- **Tareas pendientes**
A. Responde según el relato del taxista:
(i) ¿En qué idiomas siguió hablando la narradora cuando el taxista aceleró?
(ii) ¿Qué hizo el taxista durante el llanto de la narradora?
(iii) ¿Qué comprendió la narradora al final?
B. ¿Puedes continuar el relato del taxista a partir de su última oración?

- **Fragmento**

☆ ☆ ☆ ☆

El taxista habló, yo hablé. Aceleró y yo seguí hablando en español, en inglés y en lo mínimo que sabía de chino. El rió nervioso y luego frenó su auto, asustado. Intentó calmar sus nervios, juntó coraje y me preguntó muchas cosas en chino mientras yo sacudía con la cabeza. Y ni siquiera cerrando mis ojos con fuerza pude contener las lágrimas que estaban allí hacía meses.

¿Iba a volver a casa esa noche? ¿Por qué no había aprendido chino? ¿Quién me mandaba a mudarme del otro lado del mundo? ¿Eso que sentía era el corazón roto en mil pedazos? ¿Por qué no había funcionado? ¿Cómo es que siendo tan independiente me había perdido en una relación? ¿Iba a resistir en un país donde hasta el taxista me había abandonado? ¿Por qué no concebía vivir sola? ¿Por qué me sentía tan sola?
Nunca había recolectado frutillas
Durante mi trance lacrimógeno, el taxista huyó del auto en busca de alguien que lo ayudara con la loca extranjera que no quería salir. Entre sollozo y sollozo lo escuchaba gritar cosas ininteligibles con otro taxista que me miraba pacientemente desde la calle. Me perdí en el marrón de sus ojos o en el negro de la noche y de repente entendí algo básico, vital y difícil de digerir: yo estaba sola porque así lo había elegido.

☆ ☆ ☆ ☆

- **Sección de datos**
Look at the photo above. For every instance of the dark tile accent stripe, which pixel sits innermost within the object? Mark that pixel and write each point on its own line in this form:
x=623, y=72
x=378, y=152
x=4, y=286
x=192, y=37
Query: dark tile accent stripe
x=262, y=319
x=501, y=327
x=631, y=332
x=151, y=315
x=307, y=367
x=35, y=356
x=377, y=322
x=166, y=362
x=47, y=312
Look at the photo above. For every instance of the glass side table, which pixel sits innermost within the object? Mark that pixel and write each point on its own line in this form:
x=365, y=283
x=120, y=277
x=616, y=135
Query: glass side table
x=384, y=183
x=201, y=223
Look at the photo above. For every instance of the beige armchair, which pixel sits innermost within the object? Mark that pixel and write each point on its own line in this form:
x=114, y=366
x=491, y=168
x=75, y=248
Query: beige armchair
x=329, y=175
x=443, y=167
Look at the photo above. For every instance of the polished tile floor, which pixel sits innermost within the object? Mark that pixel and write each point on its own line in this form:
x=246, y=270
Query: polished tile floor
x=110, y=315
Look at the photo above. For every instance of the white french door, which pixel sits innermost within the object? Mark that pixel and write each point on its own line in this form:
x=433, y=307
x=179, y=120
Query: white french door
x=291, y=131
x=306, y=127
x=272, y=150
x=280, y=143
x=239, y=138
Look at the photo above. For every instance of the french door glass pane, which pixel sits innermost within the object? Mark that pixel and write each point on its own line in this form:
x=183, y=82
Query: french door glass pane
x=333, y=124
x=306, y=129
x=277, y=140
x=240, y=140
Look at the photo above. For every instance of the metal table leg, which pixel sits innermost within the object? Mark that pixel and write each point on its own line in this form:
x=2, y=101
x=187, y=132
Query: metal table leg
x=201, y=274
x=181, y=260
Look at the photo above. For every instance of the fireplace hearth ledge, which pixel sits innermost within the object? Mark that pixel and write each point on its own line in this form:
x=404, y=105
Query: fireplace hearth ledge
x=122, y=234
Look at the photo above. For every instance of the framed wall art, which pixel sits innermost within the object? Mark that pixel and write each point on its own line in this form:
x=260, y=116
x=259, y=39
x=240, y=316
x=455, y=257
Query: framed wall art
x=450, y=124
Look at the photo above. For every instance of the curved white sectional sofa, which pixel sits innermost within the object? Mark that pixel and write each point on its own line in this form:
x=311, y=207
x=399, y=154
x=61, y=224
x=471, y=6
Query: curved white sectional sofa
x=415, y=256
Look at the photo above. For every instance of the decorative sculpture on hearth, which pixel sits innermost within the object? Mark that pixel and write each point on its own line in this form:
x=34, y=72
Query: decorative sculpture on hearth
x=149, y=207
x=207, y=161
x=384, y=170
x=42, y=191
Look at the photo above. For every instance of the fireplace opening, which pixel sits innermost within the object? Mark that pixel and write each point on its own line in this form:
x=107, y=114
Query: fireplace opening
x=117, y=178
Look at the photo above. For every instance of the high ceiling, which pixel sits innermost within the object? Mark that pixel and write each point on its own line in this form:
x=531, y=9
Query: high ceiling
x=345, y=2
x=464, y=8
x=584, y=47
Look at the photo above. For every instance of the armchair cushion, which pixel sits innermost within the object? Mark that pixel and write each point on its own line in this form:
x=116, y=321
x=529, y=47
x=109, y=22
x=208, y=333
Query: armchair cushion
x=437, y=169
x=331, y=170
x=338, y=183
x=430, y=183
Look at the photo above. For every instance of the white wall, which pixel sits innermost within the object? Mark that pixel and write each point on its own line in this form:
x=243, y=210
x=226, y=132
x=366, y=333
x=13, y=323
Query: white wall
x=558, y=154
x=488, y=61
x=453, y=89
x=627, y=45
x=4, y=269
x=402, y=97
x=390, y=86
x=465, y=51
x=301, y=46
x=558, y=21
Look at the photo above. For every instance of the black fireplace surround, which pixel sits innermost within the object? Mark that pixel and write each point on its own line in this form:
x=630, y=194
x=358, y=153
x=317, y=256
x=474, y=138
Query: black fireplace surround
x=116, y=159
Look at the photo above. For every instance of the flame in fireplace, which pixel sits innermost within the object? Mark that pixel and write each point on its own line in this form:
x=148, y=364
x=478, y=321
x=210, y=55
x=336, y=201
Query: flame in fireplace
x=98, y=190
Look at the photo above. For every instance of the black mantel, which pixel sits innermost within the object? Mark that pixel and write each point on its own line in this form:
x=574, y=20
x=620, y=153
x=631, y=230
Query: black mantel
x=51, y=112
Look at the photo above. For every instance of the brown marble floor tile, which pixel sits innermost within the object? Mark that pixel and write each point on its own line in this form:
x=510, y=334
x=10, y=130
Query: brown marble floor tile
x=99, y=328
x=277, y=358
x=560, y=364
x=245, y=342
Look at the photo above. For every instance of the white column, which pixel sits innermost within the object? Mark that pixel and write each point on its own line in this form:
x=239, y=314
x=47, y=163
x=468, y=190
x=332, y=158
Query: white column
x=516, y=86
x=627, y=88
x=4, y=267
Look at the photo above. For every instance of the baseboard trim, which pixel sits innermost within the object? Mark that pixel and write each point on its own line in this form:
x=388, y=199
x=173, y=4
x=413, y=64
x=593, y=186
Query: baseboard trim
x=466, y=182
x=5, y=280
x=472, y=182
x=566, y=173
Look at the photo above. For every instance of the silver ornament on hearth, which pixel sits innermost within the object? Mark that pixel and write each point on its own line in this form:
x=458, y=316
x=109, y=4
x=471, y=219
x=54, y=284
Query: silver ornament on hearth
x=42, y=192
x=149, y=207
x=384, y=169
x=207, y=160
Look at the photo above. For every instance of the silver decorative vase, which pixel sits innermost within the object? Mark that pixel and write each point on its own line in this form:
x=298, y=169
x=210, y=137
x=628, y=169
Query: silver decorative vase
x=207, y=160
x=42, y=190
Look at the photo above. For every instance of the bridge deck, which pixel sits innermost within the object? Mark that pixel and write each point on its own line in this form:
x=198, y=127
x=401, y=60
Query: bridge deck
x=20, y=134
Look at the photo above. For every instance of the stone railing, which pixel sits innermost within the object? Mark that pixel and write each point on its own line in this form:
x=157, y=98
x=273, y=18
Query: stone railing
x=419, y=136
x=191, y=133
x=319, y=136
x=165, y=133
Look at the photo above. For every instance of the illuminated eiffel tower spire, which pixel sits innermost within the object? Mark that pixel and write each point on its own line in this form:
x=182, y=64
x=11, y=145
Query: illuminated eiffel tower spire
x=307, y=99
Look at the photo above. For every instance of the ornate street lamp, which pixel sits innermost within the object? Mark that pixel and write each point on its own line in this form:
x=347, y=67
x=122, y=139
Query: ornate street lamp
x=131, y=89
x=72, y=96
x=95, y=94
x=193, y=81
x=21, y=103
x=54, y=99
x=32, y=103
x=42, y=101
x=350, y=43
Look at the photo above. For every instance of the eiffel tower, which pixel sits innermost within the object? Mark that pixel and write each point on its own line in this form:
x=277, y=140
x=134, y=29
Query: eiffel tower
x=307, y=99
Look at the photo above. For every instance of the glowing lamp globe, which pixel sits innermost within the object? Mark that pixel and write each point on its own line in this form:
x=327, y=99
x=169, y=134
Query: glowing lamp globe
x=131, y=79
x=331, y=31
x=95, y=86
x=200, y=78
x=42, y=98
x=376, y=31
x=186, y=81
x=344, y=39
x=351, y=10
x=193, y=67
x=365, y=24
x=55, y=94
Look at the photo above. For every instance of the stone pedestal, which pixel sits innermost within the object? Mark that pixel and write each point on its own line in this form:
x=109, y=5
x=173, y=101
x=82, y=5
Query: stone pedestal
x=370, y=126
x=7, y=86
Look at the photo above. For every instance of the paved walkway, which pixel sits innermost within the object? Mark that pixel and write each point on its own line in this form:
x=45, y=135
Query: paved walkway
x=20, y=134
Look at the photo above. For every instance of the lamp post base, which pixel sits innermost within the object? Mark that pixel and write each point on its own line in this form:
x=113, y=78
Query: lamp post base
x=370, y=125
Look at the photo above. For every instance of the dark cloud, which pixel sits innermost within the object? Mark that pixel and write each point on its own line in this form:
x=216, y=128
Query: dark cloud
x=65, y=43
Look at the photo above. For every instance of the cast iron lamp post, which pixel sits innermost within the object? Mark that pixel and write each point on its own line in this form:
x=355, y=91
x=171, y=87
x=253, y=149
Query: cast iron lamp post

☆ ☆ ☆ ☆

- **Respuestas**
A.
(i) En español, en inglés y en lo mínimo que sabía de chino.
(ii) Huyó del auto en busca de alguien que lo ayudara con la loca extranjera que no quería salir.
(iii) Que estaba sola porque así lo había elegido.

B.
Entendí que tenía que estar lejos para volver a enamorarme de esa versión de mi misma, y de esta de hoy y de las que vendrán. Tenía un largo camino por recorrer, así que respiré profundo y cuando abrí los ojos otra vez me vi sonriendo.

Esa noche, ese hombre de ojos pacientes me llevaría a casa porque sabía dónde nos hospedábamos la 
mayoría de los extranjeros. Caminé unas largas cuadras hasta llegar a mi puerta y unas horas más tarde, luego de saludar a mis padres por Skype y regar la única planta que tenía, me fui a dormir el sueño más profundo que recuerdo en años.


Cuando volví al presente del pasillo del séptimo piso y encontré que aún tenía el asiento en mi mano es que respondí todas mis preguntas en un abrir y cerrar de ojos: todo iba a estar bien, porque me tenía a mí misma ahí conmigo como me había tenido siempre. Porque aún teniendo el peor día de mi vida en mucho tiempo, todavía seguía adorando cada minuto de una existencia increíble.

El monedero resultó estar dentro de casa y le pude pagar al cerrajero que me abrió la puerta de mi casa en menos de cinco segundos. Él dejaría de ser parte de mi vida un par de horas después y yo aceptaría que no me disgustaba vivir sola, sino no haber conocido a mi compañero de aventuras. Pero ya lo conocería.

Esa noche antes de internarme en un delicioso silencio entre las almohadas es que entendí que había llegado al fin de una hermosa aventura que había empezado el mismo día en que decidí irme a China. Me había ido en busca de un hogar y había vuelto con este a cuestas.
Yo y yo

Todo va a estar bien.


Gracias.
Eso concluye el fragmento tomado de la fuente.